# Russian Bombers to patrol Gulf of Mexico, Caribbean



## Murphy (Oct 9, 2014)

https://news.yahoo.com/russian-bomber-patrols-reach-gulf-mexico-140508309.html


----------



## sideKahr (Oct 15, 2014)

It's international airspace. We do the same to them.


----------



## James m (Mar 11, 2014)

I see they are upgrading the airframes they are sending. It used to be converted bombers that first flew in 1952 that would come by just to harass and gather intelligence. They were propeller driven and had two blades per engine and they would turn in different directions. As fast as a jet airliner today. 
But now. Now in this story they show a tu-160 blackjack. Super sonic and swing wing. Similar to a b-1
No use for a blackjack 'cept to harass and drop nukes. 

Those are the two bombers that can reach the u.s.  stop in cuba. God knows we can't have another cold war without another Cuban missile crisis.


----------



## SDF880 (Mar 28, 2013)

If it's TU-95's you'll probably hear them before you see them!


----------



## sideKahr (Oct 15, 2014)

SDF880 said:


> If it's TU-95's you'll probably hear them before you see them!


Maybe not. These babies can do 0.8 mach. They are on you before the sound catches up.


----------



## Salt-N-Pepper (Aug 18, 2014)

They are actually really cool looking up close, and BIG. 

I don't care what they do in international air space. It's free.


----------



## SDF880 (Mar 28, 2013)

sideKahr said:


> Maybe not. These babies can do 0.8 mach. They are on you before the sound catches up.


True! I was just making a generalization as these are amongst the loudest planes I have ever heard on the videos I have seen. I'd love to hear/see one in person!

Work request A ▸ Copy the stretch of the forum thread on Russian bomber patrols from "I see they are" through "and drop nukes.", renaming "blackjack" as "Blackjack" throughout.
Work request B ▸ Carry on the forum thread on Russian bomber patrols from its last post.

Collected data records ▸
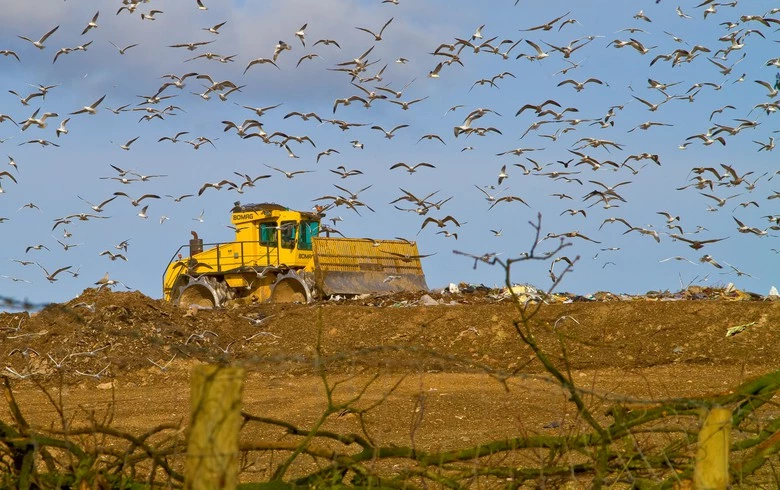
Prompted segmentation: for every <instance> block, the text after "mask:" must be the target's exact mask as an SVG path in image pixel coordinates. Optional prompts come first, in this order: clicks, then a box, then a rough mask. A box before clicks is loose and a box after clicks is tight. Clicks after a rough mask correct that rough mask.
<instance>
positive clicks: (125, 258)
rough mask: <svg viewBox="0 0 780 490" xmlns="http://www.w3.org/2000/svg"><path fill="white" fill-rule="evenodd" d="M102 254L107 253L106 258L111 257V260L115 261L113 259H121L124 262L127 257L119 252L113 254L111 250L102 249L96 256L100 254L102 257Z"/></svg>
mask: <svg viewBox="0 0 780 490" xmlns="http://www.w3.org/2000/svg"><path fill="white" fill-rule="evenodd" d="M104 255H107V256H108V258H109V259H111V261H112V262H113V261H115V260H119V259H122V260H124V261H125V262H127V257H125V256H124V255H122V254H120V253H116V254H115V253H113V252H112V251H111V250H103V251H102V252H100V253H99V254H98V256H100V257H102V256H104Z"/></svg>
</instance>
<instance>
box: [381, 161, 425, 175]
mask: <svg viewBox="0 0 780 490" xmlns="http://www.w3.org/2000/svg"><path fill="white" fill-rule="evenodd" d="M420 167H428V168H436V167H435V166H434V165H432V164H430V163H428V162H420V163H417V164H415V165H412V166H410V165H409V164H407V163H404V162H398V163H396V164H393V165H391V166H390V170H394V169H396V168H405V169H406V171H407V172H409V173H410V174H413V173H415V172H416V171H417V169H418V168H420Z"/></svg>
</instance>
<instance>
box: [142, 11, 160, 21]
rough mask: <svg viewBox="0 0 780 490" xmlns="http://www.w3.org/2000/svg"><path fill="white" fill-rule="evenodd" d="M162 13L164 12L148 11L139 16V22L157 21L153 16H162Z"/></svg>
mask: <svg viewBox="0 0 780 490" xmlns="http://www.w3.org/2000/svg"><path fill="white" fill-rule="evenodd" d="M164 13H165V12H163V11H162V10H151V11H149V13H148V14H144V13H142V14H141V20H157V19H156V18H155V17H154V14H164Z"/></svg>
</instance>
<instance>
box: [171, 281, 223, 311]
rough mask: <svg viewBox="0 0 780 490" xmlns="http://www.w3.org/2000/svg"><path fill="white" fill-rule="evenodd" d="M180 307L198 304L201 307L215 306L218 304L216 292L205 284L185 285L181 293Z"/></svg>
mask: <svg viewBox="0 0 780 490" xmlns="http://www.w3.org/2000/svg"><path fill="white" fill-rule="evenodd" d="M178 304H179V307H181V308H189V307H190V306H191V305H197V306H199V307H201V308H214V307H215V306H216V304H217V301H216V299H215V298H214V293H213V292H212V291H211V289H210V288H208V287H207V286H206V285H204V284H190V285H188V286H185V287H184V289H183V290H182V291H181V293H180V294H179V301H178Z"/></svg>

Response area A ▸
I see they are upgrading the airframes they are sending. It used to be converted bombers that first flew in 1952 that would come by just to harass and gather intelligence. They were propeller driven and had two blades per engine and they would turn in different directions. As fast as a jet airliner today. 
But now. Now in this story they show a tu-160 Blackjack. Super sonic and swing wing. Similar to a b-1
No use for a Blackjack 'cept to harass and drop nukes.

Response area B ▸
I have heard stories of ramp workers without proper hearing protection getting permanent hearing damage working around these planes.

There are a couple of videos on youtube of the TU-95's flying overhead and those big counter rotating props the sound reminded me a little of the old
Convair B-36's and the sound of the 6 big props on that bird.


----------



## James m (Mar 11, 2014)

Your hearing /deaf comment reminds me of the submarine that leaked radiation so bad that as soon as it put to sea every man on the ship was sterile. Think it was Chinese or maybe Russian. But im leaning towards Chinese.


----------



## TG (Jul 28, 2014)

Just showing off


----------



## Camel923 (Aug 13, 2014)

TorontoGal said:


> Just showing off


Agreed. It is a dog and pony show.


----------



## sparkyprep (Jul 5, 2013)

Don't think for a minute that we weren't "locked on". If the media knew about it, bet your a$$ that our heroes knew first.


----------



## James m (Mar 11, 2014)

I'm honestly trying to think of the oldest airframe that can shoot down a tu-95 I think a p-80 could do the trick, however to be safe I might go with an f-86.


----------



## Auntie (Oct 4, 2014)

It might be a dog & pony show, it is however still a show that makes me uncomfortable.


----------



## Piratesailor (Nov 9, 2012)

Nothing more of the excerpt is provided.